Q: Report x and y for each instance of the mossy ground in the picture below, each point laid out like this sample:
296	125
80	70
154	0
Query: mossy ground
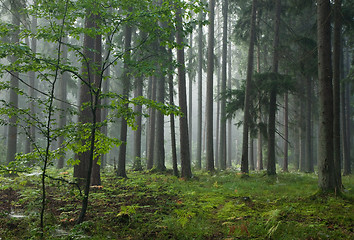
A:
159	206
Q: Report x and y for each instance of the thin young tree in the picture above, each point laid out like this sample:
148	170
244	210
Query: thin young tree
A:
209	91
222	140
246	116
326	169
271	168
186	171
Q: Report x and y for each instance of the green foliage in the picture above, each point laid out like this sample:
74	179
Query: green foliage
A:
155	206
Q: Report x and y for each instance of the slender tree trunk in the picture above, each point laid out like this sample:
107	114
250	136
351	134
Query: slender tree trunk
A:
222	148
271	169
159	146
137	134
286	132
63	105
200	97
229	126
96	168
246	117
308	133
251	154
337	45
12	129
172	117
326	173
190	89
183	120
151	141
209	91
121	170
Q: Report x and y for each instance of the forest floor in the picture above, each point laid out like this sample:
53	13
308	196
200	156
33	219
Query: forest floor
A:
224	205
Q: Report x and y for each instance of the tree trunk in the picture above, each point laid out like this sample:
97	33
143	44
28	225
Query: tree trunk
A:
159	148
337	45
172	117
183	120
209	91
246	117
200	88
308	138
137	134
151	141
63	105
229	126
190	89
222	148
12	129
286	135
326	173
271	169
121	170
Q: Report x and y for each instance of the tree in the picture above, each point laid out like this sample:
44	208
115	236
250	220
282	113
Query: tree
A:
183	120
209	91
200	88
326	171
271	169
336	90
121	172
16	7
222	148
246	116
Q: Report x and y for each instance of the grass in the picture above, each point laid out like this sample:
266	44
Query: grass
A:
160	206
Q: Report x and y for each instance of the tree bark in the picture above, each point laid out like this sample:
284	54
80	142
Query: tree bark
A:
200	97
337	45
326	173
209	91
121	168
12	128
183	120
271	168
246	117
222	148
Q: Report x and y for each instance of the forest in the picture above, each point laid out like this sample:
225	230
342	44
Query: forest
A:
176	119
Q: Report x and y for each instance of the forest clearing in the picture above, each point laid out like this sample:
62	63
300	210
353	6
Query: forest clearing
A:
223	205
176	119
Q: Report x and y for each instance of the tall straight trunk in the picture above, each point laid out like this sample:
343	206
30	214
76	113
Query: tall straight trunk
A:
12	128
159	146
121	170
152	121
32	92
137	134
326	172
172	117
85	115
190	87
271	169
286	132
222	148
104	111
63	105
345	114
302	137
308	149
337	45
200	97
251	155
186	171
229	126
246	116
209	91
96	167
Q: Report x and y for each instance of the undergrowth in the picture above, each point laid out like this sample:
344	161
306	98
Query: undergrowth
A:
160	206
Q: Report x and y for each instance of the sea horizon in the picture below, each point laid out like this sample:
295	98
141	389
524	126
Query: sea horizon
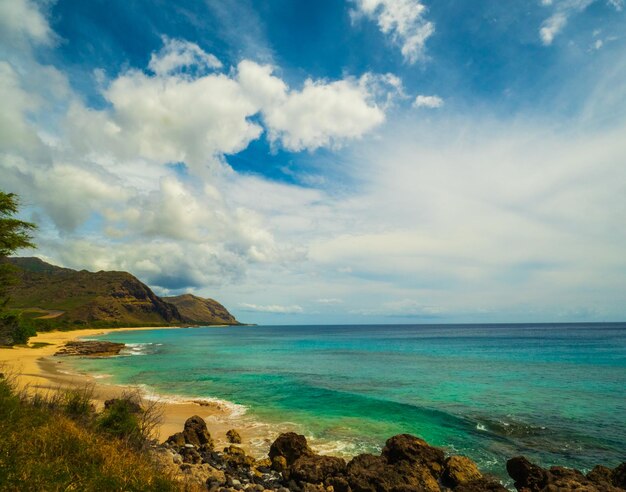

- - - -

Where the data above reaches the line holding "the tree in", begin printing, and stop after the line holding "Query: tree bark". Each line must be reproduced exactly, with nothing else added.

REPLY TO THE TASK:
Q: Report x and y for each instance of the tree in the picture above, each point laid out like this sample:
44	208
115	236
250	220
282	113
Query: tree
A:
183	120
209	91
200	88
326	171
271	169
336	90
121	172
16	7
222	148
246	116
Q: Report x and y for each instance of the grass in the picture above, each point laid out like this sample:
266	44
Query: grass
A:
160	206
Q: Report x and y for each instance of the tree bark in the picture above, each point laid out like this sample:
284	54
80	142
Query: tree bark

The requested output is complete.